* How to complete this task:
Go through the listing below and retype exactly the lines starting at the one with "like x=83, y=274." and ending at the one with "like x=588, y=321.", skipping pictures.

[Start of section]

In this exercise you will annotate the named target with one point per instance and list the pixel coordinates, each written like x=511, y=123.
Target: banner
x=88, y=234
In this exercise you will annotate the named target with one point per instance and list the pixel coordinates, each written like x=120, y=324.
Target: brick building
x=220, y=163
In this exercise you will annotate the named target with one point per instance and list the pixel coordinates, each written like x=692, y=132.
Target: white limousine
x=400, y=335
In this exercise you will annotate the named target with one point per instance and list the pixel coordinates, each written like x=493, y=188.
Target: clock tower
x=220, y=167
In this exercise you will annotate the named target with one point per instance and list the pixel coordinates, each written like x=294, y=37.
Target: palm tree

[End of section]
[Start of section]

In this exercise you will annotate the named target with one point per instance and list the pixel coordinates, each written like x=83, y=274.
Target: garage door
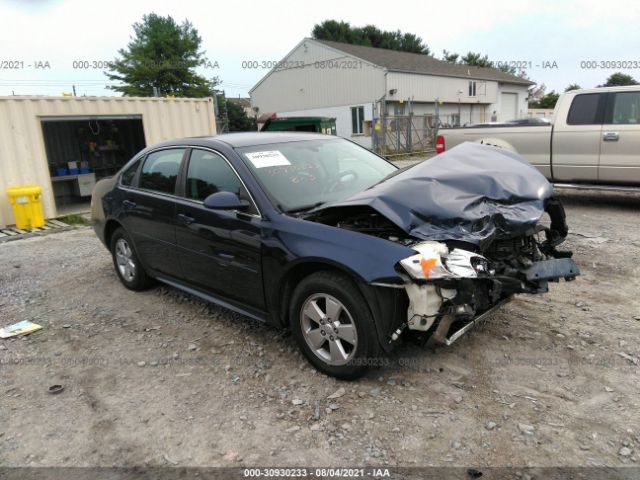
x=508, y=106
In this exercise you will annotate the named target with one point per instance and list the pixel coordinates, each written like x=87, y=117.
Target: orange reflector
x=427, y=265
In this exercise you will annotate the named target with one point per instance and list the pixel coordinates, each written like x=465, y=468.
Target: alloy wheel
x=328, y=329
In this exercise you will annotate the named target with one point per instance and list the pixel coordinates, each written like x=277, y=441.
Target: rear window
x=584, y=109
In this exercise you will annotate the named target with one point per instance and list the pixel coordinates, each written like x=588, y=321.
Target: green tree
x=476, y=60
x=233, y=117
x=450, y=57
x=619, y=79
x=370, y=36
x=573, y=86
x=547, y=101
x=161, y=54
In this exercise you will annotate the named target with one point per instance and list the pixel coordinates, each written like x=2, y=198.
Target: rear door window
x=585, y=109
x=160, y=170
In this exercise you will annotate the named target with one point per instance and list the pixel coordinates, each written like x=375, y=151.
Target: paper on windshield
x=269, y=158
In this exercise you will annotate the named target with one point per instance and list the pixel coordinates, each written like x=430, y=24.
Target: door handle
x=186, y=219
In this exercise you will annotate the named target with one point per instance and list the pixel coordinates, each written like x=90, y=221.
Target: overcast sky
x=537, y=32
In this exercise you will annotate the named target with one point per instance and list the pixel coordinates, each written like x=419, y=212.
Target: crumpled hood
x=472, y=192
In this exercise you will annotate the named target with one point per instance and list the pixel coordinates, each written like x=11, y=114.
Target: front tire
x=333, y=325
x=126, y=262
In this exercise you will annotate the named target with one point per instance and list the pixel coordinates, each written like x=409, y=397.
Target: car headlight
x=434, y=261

[End of section]

* Output for this exercise:
In this exercise you will annotate the named target with one point per instance and list the pixel coordinates, each written like x=83, y=274.
Target: garage door
x=508, y=106
In this exercise you will annotate the named target with one point per instance and list the pixel coordinates, each written like x=87, y=117.
Target: orange reflector
x=427, y=265
In this exercise you will annotate the named target with one point per instance and list the pixel coordinates, each written like x=465, y=468.
Target: alloy wheel
x=328, y=329
In this exercise you will annotate the named target with one point per instance and list the pixel coordinates, each written like x=277, y=441.
Target: rear window
x=584, y=109
In this exercise you will annotate the named target with one point per instance and list the pixel coordinates, each written like x=588, y=321.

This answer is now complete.